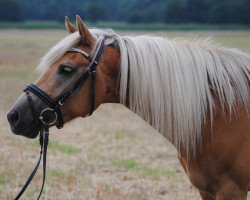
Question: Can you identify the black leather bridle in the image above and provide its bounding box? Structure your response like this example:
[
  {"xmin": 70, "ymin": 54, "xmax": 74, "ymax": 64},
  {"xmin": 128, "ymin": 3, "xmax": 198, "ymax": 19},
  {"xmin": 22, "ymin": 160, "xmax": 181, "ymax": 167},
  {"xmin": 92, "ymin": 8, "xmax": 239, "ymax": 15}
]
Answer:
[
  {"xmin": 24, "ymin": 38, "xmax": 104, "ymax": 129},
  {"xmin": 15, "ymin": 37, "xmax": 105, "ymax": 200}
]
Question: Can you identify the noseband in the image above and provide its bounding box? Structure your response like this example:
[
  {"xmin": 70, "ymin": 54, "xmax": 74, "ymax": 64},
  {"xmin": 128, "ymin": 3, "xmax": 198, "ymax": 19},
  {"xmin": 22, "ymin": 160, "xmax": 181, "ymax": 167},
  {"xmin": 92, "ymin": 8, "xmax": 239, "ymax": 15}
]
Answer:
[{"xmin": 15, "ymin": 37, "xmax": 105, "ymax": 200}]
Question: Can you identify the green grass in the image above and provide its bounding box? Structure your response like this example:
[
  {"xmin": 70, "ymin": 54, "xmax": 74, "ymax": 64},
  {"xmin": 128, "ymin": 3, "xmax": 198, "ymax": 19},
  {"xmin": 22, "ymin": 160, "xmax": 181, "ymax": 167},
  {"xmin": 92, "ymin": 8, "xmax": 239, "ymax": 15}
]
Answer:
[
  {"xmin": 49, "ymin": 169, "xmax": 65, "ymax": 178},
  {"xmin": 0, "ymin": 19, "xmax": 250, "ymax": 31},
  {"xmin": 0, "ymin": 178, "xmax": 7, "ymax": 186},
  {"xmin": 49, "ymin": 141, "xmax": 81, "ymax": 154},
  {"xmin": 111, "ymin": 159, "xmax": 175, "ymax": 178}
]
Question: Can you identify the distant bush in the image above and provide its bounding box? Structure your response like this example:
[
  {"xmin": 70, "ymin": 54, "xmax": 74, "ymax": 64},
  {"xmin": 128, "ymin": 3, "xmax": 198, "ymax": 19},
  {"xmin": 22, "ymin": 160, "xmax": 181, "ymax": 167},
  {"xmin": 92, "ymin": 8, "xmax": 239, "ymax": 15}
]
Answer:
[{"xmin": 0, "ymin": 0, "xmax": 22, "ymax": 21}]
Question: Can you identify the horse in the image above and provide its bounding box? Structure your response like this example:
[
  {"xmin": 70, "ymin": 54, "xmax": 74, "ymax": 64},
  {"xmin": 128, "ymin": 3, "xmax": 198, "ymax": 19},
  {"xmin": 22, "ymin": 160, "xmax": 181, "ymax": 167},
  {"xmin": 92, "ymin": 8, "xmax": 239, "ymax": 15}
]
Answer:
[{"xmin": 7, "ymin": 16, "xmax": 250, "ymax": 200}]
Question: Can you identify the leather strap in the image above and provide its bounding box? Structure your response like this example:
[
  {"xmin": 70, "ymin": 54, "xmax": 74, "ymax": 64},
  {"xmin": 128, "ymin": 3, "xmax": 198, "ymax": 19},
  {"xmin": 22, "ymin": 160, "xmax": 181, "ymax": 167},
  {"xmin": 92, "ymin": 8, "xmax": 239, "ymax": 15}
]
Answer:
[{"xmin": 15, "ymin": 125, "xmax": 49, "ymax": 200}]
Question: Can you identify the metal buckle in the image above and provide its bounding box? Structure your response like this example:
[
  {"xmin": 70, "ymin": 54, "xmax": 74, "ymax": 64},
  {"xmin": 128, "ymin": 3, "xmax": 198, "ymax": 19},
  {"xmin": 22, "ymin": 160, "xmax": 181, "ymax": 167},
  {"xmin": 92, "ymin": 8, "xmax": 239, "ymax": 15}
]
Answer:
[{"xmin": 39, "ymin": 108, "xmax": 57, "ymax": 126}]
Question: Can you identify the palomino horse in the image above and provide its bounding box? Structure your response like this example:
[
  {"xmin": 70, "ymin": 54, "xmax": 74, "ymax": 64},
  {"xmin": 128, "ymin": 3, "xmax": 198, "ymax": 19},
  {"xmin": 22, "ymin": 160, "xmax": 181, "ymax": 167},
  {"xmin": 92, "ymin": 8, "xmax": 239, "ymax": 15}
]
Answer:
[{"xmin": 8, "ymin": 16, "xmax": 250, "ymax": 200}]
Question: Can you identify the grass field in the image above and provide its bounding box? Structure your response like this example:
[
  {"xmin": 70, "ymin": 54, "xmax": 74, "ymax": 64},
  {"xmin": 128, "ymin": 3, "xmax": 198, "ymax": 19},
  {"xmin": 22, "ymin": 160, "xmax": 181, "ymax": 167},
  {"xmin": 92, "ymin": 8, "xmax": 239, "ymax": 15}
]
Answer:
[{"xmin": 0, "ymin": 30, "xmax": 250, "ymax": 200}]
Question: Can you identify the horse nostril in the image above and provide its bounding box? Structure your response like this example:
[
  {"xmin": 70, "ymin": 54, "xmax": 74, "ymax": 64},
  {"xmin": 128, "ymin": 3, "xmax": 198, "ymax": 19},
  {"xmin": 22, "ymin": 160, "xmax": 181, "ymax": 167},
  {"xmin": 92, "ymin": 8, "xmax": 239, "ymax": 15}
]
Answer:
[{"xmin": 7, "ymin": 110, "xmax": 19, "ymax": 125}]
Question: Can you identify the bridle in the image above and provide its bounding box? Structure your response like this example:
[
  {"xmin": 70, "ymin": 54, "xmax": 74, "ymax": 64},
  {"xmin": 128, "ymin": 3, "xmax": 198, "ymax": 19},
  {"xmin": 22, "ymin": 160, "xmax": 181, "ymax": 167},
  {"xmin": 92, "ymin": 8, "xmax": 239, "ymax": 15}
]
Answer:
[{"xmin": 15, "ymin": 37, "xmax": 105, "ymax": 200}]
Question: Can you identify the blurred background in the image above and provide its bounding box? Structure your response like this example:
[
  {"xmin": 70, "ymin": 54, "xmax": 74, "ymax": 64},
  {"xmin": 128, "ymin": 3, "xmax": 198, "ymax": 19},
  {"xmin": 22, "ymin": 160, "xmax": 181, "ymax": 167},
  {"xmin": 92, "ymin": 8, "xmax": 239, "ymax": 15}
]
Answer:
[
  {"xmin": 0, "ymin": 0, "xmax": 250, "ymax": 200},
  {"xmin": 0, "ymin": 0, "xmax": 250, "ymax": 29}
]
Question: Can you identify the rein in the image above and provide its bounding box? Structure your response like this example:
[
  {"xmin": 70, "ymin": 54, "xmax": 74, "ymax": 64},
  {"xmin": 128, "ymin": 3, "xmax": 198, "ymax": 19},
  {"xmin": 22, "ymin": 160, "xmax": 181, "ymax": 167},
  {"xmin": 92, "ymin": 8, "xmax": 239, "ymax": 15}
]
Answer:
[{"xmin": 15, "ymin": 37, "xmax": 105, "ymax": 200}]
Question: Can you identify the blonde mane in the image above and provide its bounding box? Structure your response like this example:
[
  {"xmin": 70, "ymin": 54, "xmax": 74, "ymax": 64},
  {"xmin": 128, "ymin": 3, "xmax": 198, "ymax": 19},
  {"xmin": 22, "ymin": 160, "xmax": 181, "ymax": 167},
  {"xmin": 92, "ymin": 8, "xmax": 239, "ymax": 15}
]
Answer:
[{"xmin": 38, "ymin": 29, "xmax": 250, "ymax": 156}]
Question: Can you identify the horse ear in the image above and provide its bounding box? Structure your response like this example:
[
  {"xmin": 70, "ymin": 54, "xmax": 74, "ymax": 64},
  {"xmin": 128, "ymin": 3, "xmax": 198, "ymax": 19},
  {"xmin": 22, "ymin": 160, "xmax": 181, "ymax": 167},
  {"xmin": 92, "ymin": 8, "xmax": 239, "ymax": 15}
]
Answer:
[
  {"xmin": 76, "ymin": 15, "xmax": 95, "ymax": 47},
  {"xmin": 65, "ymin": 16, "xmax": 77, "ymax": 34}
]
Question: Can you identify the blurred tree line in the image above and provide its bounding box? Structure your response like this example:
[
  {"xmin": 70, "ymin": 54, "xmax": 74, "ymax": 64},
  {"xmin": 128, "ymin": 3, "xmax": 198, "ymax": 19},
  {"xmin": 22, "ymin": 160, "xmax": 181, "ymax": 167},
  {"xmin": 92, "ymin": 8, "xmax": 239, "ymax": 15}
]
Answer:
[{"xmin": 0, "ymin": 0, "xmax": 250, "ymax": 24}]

——

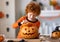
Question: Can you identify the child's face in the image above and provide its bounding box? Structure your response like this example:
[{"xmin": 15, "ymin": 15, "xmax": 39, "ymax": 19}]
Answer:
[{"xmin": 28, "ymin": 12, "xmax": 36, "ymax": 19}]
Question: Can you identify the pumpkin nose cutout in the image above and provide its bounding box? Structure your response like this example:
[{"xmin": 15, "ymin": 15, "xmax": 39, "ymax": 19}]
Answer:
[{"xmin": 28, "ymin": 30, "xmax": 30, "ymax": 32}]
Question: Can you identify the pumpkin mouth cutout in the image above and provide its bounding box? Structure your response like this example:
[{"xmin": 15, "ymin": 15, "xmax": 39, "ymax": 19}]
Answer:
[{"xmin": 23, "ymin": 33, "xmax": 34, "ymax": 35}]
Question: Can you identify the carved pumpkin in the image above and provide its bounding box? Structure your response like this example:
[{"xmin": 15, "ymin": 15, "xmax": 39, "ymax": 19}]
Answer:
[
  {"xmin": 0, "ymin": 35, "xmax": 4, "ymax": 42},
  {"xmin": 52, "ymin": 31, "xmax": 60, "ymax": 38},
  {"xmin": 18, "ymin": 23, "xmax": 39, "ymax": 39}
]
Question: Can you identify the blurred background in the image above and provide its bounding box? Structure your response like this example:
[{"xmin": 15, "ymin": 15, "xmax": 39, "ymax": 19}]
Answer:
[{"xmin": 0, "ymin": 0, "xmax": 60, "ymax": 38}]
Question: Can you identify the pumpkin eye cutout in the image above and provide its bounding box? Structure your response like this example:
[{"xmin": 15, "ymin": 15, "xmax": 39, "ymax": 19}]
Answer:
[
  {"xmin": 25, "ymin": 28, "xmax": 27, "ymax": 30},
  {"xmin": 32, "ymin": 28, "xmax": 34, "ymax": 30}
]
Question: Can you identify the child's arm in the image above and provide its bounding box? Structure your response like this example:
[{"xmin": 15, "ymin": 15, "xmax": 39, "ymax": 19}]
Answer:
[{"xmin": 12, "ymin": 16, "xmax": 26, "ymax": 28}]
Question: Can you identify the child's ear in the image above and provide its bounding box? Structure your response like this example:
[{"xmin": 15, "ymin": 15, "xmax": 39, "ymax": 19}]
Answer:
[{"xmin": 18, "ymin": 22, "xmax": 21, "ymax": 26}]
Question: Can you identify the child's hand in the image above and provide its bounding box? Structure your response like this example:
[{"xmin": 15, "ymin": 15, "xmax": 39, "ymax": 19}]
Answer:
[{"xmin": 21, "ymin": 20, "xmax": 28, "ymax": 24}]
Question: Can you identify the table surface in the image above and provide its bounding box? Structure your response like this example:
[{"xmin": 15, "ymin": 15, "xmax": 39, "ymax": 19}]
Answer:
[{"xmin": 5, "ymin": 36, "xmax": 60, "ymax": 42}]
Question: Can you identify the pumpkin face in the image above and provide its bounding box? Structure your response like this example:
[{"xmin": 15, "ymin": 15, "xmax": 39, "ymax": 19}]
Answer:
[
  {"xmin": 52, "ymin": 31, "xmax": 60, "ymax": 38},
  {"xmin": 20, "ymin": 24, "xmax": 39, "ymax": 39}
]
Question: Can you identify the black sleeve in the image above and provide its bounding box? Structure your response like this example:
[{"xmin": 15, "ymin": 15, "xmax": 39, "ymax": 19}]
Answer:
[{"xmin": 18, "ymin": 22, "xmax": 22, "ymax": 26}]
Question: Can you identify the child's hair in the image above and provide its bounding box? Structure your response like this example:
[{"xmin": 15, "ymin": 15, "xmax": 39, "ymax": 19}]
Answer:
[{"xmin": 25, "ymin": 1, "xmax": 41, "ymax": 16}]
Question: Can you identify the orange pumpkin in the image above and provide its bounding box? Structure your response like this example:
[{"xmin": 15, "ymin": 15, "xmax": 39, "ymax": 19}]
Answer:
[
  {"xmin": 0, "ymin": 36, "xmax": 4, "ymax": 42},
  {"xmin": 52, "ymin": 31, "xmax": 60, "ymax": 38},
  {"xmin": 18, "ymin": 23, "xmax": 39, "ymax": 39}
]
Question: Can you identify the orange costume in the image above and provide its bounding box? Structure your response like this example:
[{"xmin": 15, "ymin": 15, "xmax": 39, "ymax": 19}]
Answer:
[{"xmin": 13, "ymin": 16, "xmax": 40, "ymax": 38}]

——

◆ WHAT THE EXERCISE ASKS
Find every line in the material above that contains the word "horse" and copy each one out. Match case exactly.

◆ FULL RESPONSE
Question: Can you identify the horse in the image above and provide its bounding box? Structure your response like this example:
Question: Can you identify the palomino horse in the image above and provide its bounding box? Structure your response like this example:
Question: Can you identify the horse nostril in the image above and provide its bounding box? Structure your response like this example:
Question: Can you identify the horse ear in the image above and provide its bounding box? Structure your response like this example:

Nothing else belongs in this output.